* _阅读短文_:
说起舅伯的“灵”,想起来都好笑。一农户的耕牛丢失了,找舅伯卜卦,掐掐牛被人弄到什么地方去了,农夫也没有说明这头牛是牯牛(公)还是沙牛(母),想考考他。舅伯算了算,回答了农夫四句话:

黄牯黄沙牛,牛在夏埠头(地名);

牛在云中走,我没看清牛的屁股头。

果然,丢失耕牛的农夫在夏埠头找到了自己的牛。

“撞口风”撞对了!

舅伯算命“灵”,也带有几个徒弟,按理说这算命属于道教,道教是中国土生土长的宗教,并经过长期的历史发展而形成的。道教带徒要入道四十年才能再传他人,被授者都是些江湖义士。只怨那个时代医学落后,不少眼病患者因此而失去光明,但这些人终究是要谋一份饭碗的,又到哪里去投拜名师,于是,旧时算命拜师只有能者为师了。

舅伯正在堂屋里插着鞭引,我母亲,姨妈,姨伯都在忙制鞭炮。新来一个名叫沙弥的学算命徒弟,舅伯叫他在房间里练习珠算,打“六百六十六”,也就是从数字一累计加到三十六之和。他跑出来解手后,回屋时路过冲硝的碓房。鞭炮作坊的碓是用脚踏驱动的倾斜的碓嘴。沙弥走过去踩了起来,由于用力过猛,碓嘴和碓窝发生剧烈碰撞着火,顿时“硝”烟滚滚,姨伯正靠着碓窝筛着硝,来不及逃离,活活地被烧死,连烂砖破瓦的矮房也没有留下。

* _题目_: 把短文里从含有“黄牯黄沙牛,牛在夏埠头(地名);”的那句开头、到“连烂砖破瓦的矮房也没有留下。”为止的这一段一字不差地抄下来。 这些数据跟短文没有关系。

* _数据摘录_:
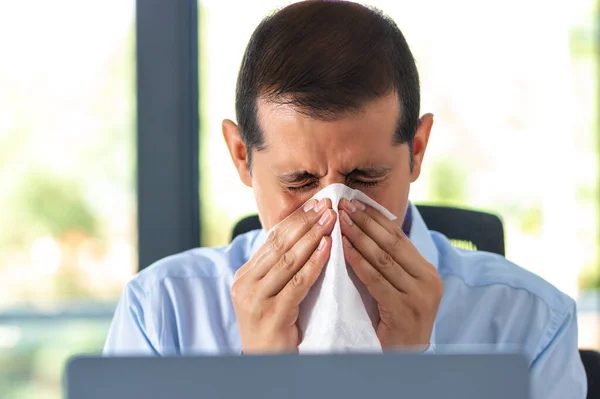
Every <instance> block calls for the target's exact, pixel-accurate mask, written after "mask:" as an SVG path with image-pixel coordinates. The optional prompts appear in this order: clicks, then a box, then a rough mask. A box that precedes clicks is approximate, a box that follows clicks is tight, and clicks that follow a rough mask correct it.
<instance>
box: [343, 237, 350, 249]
mask: <svg viewBox="0 0 600 399" xmlns="http://www.w3.org/2000/svg"><path fill="white" fill-rule="evenodd" d="M342 242H343V243H344V245H345V246H347V247H348V248H352V243H351V242H350V240H348V239H347V238H346V236H342Z"/></svg>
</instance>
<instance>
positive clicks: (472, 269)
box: [431, 232, 574, 315]
mask: <svg viewBox="0 0 600 399" xmlns="http://www.w3.org/2000/svg"><path fill="white" fill-rule="evenodd" d="M431 236H432V239H433V241H434V243H435V245H436V247H437V249H438V254H439V273H440V276H441V277H442V279H447V280H459V281H460V282H461V283H462V284H464V285H465V286H466V287H469V288H472V289H474V290H478V291H482V290H483V289H484V288H485V287H488V288H489V291H490V292H495V293H497V294H500V293H505V294H507V295H509V297H508V298H507V299H509V300H510V299H511V298H524V297H525V298H528V299H529V301H530V302H535V303H536V304H538V305H544V306H545V307H547V308H548V310H550V311H551V312H552V313H555V314H557V315H564V314H565V313H566V312H568V311H569V309H571V308H573V306H574V301H573V300H572V299H571V298H570V297H569V296H568V295H566V294H564V293H562V292H561V291H559V290H558V289H557V288H556V287H554V286H553V285H552V284H550V283H548V282H547V281H545V280H544V279H542V278H541V277H539V276H537V275H535V274H533V273H531V272H529V271H528V270H525V269H523V268H522V267H519V266H517V265H516V264H514V263H512V262H510V261H509V260H507V259H506V258H505V257H503V256H501V255H497V254H492V253H489V252H482V251H467V250H462V249H459V248H456V247H454V246H453V245H451V243H450V241H449V240H448V239H447V238H446V237H445V236H443V235H442V234H439V233H436V232H432V233H431Z"/></svg>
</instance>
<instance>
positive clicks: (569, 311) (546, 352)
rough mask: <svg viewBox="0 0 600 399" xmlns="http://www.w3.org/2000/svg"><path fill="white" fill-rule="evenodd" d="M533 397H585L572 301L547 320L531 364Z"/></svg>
mask: <svg viewBox="0 0 600 399" xmlns="http://www.w3.org/2000/svg"><path fill="white" fill-rule="evenodd" d="M531 392H532V396H531V397H532V398H533V399H542V398H544V399H554V398H556V399H559V398H573V399H585V397H586V393H587V376H586V374H585V370H584V368H583V364H582V362H581V357H580V356H579V349H578V346H577V312H576V310H575V304H573V306H571V308H570V309H569V310H568V311H567V312H566V315H563V316H562V317H558V318H556V319H555V320H553V321H552V322H551V325H550V327H549V333H548V334H547V335H546V336H545V337H543V343H542V350H541V352H539V354H538V355H537V357H536V358H535V359H534V361H533V363H532V368H531Z"/></svg>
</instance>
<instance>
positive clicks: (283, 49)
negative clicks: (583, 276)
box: [105, 1, 586, 398]
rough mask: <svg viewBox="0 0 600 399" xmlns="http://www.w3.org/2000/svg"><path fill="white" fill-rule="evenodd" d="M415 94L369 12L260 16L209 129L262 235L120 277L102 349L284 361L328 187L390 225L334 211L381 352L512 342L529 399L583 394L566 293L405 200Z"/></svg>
mask: <svg viewBox="0 0 600 399" xmlns="http://www.w3.org/2000/svg"><path fill="white" fill-rule="evenodd" d="M419 101H420V95H419V78H418V73H417V69H416V66H415V62H414V59H413V57H412V54H411V52H410V49H409V47H408V45H407V43H406V41H405V39H404V37H403V36H402V33H401V32H400V30H399V29H398V27H397V26H396V25H395V24H394V22H393V21H391V20H390V19H388V18H387V17H385V16H383V15H382V14H381V13H379V12H378V11H376V10H372V9H369V8H366V7H363V6H360V5H357V4H353V3H349V2H327V1H309V2H302V3H297V4H294V5H290V6H288V7H286V8H284V9H282V10H280V11H279V12H277V13H275V14H274V15H272V16H270V17H267V18H266V19H265V20H263V22H262V23H261V24H260V25H259V26H258V27H257V28H256V30H255V32H254V33H253V35H252V37H251V39H250V42H249V44H248V47H247V49H246V52H245V55H244V58H243V62H242V65H241V69H240V72H239V77H238V83H237V92H236V112H237V121H238V125H236V124H235V123H234V122H232V121H230V120H226V121H224V122H223V134H224V137H225V141H226V143H227V146H228V148H229V151H230V153H231V157H232V160H233V163H234V165H235V167H236V169H237V171H238V173H239V176H240V179H241V180H242V181H243V182H244V183H245V184H246V185H248V186H249V187H252V188H253V190H254V193H255V197H256V203H257V206H258V210H259V215H260V219H261V222H262V225H263V227H264V229H265V230H269V229H271V228H272V227H274V226H276V225H277V227H276V228H275V229H274V230H273V232H272V233H271V234H270V235H269V236H268V237H267V236H266V233H265V230H262V231H254V232H251V233H248V234H245V235H243V236H241V237H238V238H237V239H236V240H235V241H234V242H232V243H231V244H230V245H229V246H226V247H221V248H199V249H195V250H191V251H187V252H185V253H182V254H179V255H174V256H171V257H169V258H166V259H163V260H161V261H159V262H157V263H156V264H155V265H153V266H152V267H150V268H148V269H146V270H144V271H143V272H142V273H140V274H139V275H137V276H136V277H135V278H134V279H133V280H132V281H131V282H130V283H129V284H128V285H127V287H126V288H125V291H124V293H123V296H122V298H121V300H120V303H119V305H118V308H117V311H116V314H115V318H114V321H113V324H112V327H111V330H110V333H109V336H108V339H107V343H106V347H105V353H106V354H122V353H132V352H133V353H146V354H153V355H165V354H189V353H207V352H209V353H241V352H242V351H243V352H244V353H264V352H294V351H296V350H297V348H298V345H299V343H300V342H301V340H302V337H301V335H300V332H299V329H298V326H297V318H298V311H299V305H300V303H301V302H302V300H303V299H304V298H305V296H306V295H307V293H308V291H309V289H310V287H311V286H312V284H313V283H314V282H315V281H316V280H317V278H318V276H319V275H320V273H321V271H322V270H323V267H324V265H325V264H326V261H327V258H328V255H329V249H330V245H331V238H330V237H329V234H330V233H331V230H332V228H333V225H334V223H335V221H336V219H337V217H338V215H337V214H336V213H335V212H334V211H333V210H332V209H331V208H332V205H331V202H330V201H329V200H322V201H319V202H316V201H315V200H309V199H310V198H311V197H312V196H313V195H314V194H315V193H316V192H317V191H319V190H320V189H321V188H323V187H326V186H328V185H330V184H333V183H343V184H345V185H347V186H350V187H352V188H356V189H360V190H361V191H363V192H364V193H366V194H367V195H368V196H370V197H371V198H373V199H374V200H375V201H377V202H379V203H380V204H381V205H383V206H384V207H385V208H387V209H388V210H390V211H391V212H392V213H394V214H395V215H397V216H399V219H398V220H399V221H400V222H397V221H396V222H390V221H389V220H387V219H386V218H384V217H382V216H381V215H380V214H378V213H377V212H376V211H374V209H371V208H368V207H366V206H364V204H361V203H360V202H356V201H347V200H346V201H342V202H341V203H340V212H339V220H340V223H341V230H342V233H343V236H344V238H343V242H344V245H345V247H344V253H345V257H346V260H347V262H348V264H349V265H350V266H351V267H352V269H353V270H354V271H355V272H356V275H357V276H358V277H359V278H360V280H361V281H362V282H363V283H364V284H365V285H366V287H367V289H368V291H369V293H370V294H371V295H372V296H373V298H374V299H375V301H376V302H377V304H378V309H379V313H380V322H379V324H378V326H377V329H376V332H377V336H378V338H379V340H380V343H381V345H382V347H383V348H384V349H388V350H391V349H402V348H412V349H415V348H417V349H419V350H423V351H425V352H428V353H432V352H441V351H443V350H444V349H445V348H448V347H454V346H455V345H457V346H462V345H466V346H467V347H469V348H472V347H475V348H485V349H488V350H489V349H490V348H492V349H494V350H499V351H501V350H505V349H510V350H514V349H515V348H516V349H518V350H520V351H521V352H523V353H524V354H525V355H526V356H527V358H528V361H529V364H530V369H531V375H532V384H533V390H534V393H535V397H536V398H565V397H569V398H584V397H585V392H586V377H585V373H584V370H583V367H582V364H581V360H580V358H579V354H578V350H577V322H576V312H575V304H574V302H573V300H571V299H570V298H569V297H567V296H566V295H564V294H562V293H560V292H559V291H558V290H556V289H555V288H554V287H552V286H551V285H550V284H548V283H546V282H545V281H543V280H542V279H540V278H538V277H536V276H534V275H532V274H530V273H528V272H526V271H525V270H523V269H521V268H519V267H517V266H515V265H513V264H511V263H510V262H508V261H507V260H506V259H504V258H503V257H500V256H496V255H492V254H488V253H481V252H467V251H462V250H458V249H455V248H454V247H452V245H451V244H450V243H449V241H448V240H447V239H446V238H445V237H443V236H442V235H440V234H438V233H434V232H429V231H428V230H427V227H426V226H425V224H424V222H423V220H422V218H421V217H420V215H419V213H418V211H417V209H416V208H415V207H413V206H412V205H410V204H409V202H408V193H409V186H410V183H412V182H414V181H415V180H416V179H417V178H418V177H419V174H420V171H421V167H422V164H423V158H424V154H425V149H426V147H427V142H428V140H429V134H430V131H431V127H432V125H433V115H431V114H425V115H424V116H422V117H420V118H419ZM407 211H408V213H409V214H410V218H409V219H408V220H407V221H410V223H406V224H405V229H406V232H403V230H402V229H401V228H400V227H401V224H402V223H401V222H402V220H403V219H404V216H405V215H406V214H407ZM284 219H285V220H284ZM282 221H283V222H282ZM280 222H282V223H280ZM406 225H410V226H408V227H406ZM405 233H406V234H405Z"/></svg>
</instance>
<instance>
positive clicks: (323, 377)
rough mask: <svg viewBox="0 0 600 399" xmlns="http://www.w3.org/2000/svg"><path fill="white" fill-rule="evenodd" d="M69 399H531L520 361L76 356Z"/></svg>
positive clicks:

* _本题解答_:
黄牯黄沙牛,牛在夏埠头(地名);

牛在云中走,我没看清牛的屁股头。

果然,丢失耕牛的农夫在夏埠头找到了自己的牛。

“撞口风”撞对了!

舅伯算命“灵”,也带有几个徒弟,按理说这算命属于道教,道教是中国土生土长的宗教,并经过长期的历史发展而形成的。道教带徒要入道四十年才能再传他人,被授者都是些江湖义士。只怨那个时代医学落后,不少眼病患者因此而失去光明,但这些人终究是要谋一份饭碗的,又到哪里去投拜名师,于是,旧时算命拜师只有能者为师了。

舅伯正在堂屋里插着鞭引,我母亲,姨妈,姨伯都在忙制鞭炮。新来一个名叫沙弥的学算命徒弟,舅伯叫他在房间里练习珠算,打“六百六十六”,也就是从数字一累计加到三十六之和。他跑出来解手后,回屋时路过冲硝的碓房。鞭炮作坊的碓是用脚踏驱动的倾斜的碓嘴。沙弥走过去踩了起来,由于用力过猛,碓嘴和碓窝发生剧烈碰撞着火,顿时“硝”烟滚滚,姨伯正靠着碓窝筛着硝,来不及逃离,活活地被烧死,连烂砖破瓦的矮房也没有留下。